## Causal Inference Crash Course
# Heterogeneous Treatment Effect Models and Inference
Julian Hsu

## Causal Inference Series
1. Foundations
2. Defining some Causal Models
3. Inference, Asymptotic Theory, and Bootstrapping
4. Best Practices: Outliers, Feature Selection, and Bad Control
5. Heterogeneous Treatment Effect Models 
6. Arguable Validation
7. Panel Data
8. Regression Discontinuity Models

## Overview
* This presentation covers the general problem of estimating 
heterogeneous treatment effects (HTE) and how it differs from 
ATE/ATET estimation.
* Covers a few models:
    * Linear models via Double Machine Learning
    * Causal Forests / Local Linear Forests
    * Doubly Robust models following Kennedy (2020)
* Wrap up with a simulation demonstration
* Mentions about extensions to panel models

* T-Learner and X-Learner as building blocks for Doubly Robust
* S-Learner is just DML
**Reference**:
* T-learner is regression adjustment model, with a counterfactual outcome model trained on the control and treatment samples
* S-learner is controlling for everything in a the single regression
* X-learner is weighting regression adjustment output by propensity score.

▸ **Direction A**: In the heterogeneous treatment effects outline, which models are listed as following Kennedy (2020)?

▸ **Extracted entries**:
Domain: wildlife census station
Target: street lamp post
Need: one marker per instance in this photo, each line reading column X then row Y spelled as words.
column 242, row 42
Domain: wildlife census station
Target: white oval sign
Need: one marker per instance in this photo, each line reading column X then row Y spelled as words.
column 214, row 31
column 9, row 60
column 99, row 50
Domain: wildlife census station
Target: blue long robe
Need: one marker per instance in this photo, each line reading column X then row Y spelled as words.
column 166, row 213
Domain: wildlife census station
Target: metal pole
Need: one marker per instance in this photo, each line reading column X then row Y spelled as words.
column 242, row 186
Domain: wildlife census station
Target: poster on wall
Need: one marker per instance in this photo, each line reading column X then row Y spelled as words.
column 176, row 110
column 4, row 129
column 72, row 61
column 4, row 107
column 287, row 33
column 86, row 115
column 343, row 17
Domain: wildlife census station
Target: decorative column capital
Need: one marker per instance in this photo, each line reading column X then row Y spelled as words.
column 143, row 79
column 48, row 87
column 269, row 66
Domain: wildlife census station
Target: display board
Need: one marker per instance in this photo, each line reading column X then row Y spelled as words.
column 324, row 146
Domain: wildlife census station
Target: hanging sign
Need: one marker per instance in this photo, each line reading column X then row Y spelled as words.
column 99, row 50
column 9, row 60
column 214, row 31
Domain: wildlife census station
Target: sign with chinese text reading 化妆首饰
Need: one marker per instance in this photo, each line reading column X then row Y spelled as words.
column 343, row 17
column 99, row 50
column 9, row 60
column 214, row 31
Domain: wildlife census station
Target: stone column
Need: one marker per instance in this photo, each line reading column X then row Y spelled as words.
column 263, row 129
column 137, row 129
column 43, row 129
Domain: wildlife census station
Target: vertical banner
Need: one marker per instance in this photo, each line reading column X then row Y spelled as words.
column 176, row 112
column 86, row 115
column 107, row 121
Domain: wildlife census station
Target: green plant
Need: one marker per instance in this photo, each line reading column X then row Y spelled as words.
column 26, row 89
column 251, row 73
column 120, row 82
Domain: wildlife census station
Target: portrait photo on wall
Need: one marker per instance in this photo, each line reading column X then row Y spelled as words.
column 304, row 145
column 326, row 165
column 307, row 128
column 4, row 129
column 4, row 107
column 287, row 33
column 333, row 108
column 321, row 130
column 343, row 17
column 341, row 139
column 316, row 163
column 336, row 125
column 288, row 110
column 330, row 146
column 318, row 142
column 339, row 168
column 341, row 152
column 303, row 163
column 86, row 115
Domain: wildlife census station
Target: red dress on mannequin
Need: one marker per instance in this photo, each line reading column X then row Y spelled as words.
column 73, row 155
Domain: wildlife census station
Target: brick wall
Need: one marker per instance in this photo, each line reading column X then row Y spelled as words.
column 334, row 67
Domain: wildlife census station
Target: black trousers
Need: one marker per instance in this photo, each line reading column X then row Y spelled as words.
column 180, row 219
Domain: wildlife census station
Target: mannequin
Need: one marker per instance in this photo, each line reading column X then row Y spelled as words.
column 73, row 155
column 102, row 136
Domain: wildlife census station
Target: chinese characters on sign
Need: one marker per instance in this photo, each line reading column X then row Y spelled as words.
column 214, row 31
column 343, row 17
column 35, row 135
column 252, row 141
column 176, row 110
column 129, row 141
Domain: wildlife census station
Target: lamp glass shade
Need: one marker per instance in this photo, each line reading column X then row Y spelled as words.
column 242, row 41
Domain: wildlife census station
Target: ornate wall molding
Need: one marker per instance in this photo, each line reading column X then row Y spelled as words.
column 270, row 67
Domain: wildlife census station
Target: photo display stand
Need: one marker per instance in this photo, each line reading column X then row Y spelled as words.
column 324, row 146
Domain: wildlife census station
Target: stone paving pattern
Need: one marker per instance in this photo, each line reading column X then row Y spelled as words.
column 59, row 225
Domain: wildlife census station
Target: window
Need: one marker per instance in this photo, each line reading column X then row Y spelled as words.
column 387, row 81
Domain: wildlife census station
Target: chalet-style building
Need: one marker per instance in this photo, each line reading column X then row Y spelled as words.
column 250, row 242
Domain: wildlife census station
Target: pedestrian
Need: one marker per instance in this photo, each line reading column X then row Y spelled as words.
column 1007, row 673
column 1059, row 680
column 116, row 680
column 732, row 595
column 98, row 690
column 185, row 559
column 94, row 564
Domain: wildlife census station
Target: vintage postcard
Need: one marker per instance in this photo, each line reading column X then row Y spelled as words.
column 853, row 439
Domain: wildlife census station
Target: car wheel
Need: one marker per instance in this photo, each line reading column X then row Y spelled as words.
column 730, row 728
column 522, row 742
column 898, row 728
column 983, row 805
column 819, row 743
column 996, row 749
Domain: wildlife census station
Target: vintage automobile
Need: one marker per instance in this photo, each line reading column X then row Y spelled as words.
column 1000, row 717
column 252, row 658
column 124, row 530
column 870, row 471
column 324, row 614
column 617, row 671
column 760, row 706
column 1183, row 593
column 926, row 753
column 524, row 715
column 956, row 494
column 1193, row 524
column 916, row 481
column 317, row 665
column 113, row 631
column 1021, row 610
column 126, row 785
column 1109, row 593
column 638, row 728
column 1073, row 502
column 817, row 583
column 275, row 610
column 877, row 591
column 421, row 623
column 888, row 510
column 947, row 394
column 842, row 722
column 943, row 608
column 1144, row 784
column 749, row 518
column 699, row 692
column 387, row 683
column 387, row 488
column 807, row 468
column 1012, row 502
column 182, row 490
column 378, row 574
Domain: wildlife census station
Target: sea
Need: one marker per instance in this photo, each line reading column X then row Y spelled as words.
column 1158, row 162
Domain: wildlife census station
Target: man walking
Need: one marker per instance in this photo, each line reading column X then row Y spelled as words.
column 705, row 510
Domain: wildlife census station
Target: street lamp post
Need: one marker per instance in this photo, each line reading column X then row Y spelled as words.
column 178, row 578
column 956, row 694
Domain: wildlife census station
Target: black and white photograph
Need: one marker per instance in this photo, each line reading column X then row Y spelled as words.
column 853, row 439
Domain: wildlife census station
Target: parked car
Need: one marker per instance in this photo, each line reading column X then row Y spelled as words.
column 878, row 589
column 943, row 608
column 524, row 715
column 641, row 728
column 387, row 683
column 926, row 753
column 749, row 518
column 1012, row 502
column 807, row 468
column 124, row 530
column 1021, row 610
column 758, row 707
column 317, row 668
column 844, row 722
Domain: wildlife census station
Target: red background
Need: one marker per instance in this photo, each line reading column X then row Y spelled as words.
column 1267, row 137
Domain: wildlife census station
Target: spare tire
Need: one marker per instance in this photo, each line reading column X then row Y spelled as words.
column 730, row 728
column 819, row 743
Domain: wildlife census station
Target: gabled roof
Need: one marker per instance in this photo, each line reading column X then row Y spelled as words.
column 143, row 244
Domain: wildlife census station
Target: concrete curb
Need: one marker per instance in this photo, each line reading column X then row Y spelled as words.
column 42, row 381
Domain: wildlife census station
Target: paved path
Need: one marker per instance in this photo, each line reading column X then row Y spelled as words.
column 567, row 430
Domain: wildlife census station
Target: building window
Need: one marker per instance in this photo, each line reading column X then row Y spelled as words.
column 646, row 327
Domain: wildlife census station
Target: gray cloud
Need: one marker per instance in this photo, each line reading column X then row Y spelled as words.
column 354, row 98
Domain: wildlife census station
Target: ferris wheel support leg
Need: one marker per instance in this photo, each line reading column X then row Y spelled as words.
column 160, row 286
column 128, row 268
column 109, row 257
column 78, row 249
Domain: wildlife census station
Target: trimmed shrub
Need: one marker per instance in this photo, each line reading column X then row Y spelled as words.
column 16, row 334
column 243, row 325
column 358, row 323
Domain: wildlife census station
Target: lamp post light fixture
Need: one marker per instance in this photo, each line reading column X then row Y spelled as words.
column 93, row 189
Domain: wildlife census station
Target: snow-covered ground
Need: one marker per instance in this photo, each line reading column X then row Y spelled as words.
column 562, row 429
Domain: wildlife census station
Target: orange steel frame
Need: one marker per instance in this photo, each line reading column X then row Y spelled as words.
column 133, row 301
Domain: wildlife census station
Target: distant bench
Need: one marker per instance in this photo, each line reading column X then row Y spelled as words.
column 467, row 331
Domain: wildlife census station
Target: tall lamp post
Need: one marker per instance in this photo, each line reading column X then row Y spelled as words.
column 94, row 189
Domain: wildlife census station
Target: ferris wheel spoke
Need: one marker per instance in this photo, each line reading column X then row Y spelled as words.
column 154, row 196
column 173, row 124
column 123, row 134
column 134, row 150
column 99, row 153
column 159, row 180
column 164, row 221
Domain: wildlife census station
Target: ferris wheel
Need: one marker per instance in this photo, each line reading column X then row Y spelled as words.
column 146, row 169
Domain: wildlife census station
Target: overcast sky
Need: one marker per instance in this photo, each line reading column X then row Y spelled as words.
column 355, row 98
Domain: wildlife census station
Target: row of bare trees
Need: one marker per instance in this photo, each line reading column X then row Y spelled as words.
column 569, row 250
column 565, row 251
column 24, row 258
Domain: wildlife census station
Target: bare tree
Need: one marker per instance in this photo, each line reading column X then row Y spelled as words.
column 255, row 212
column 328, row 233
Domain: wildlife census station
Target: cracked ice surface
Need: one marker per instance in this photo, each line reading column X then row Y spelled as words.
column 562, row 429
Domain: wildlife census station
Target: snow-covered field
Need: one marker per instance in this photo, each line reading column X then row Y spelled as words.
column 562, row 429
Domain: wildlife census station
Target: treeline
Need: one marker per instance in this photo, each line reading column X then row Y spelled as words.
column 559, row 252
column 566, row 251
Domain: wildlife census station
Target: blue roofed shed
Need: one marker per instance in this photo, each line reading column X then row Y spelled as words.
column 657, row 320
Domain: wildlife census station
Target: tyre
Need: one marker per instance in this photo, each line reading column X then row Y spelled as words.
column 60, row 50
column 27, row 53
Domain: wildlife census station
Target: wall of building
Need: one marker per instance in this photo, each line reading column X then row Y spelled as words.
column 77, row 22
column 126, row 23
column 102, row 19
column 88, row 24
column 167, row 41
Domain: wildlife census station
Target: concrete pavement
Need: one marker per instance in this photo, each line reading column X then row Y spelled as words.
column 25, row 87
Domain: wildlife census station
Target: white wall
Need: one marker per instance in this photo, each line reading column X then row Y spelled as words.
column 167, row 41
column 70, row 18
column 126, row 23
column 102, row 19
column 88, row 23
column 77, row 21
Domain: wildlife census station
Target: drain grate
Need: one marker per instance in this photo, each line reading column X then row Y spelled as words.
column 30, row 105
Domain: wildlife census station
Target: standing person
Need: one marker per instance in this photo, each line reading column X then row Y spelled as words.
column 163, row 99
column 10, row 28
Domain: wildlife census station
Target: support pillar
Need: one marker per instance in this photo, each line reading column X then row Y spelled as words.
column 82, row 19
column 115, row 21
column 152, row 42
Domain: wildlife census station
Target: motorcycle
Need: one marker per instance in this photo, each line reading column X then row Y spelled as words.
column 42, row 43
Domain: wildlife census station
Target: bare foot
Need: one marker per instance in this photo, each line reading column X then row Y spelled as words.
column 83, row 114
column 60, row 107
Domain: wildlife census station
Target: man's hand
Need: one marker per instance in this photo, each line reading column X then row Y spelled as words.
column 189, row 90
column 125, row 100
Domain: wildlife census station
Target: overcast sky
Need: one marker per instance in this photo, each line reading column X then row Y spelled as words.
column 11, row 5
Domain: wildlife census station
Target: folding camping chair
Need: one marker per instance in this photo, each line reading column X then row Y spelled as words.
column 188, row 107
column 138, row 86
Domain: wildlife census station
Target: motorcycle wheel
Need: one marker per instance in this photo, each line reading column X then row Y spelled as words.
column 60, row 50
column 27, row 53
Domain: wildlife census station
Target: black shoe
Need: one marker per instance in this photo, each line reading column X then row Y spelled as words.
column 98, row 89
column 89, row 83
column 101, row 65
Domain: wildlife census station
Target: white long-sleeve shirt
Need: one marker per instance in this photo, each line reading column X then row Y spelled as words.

▸ **Direction B**: Reproduce the records verbatim, from their first line up to and including the line with "column 166, row 213".

▸ **Correct result A**: Doubly Robust models

▸ **Correct result B**:
Domain: wildlife census station
Target: street lamp post
Need: one marker per instance in this photo, each line reading column X then row Y spelled as words.
column 242, row 42
Domain: wildlife census station
Target: white oval sign
Need: one marker per instance in this photo, each line reading column X then row Y spelled as words.
column 214, row 31
column 9, row 60
column 99, row 50
Domain: wildlife census station
Target: blue long robe
Need: one marker per instance in this photo, each line reading column X then row Y spelled as words.
column 166, row 213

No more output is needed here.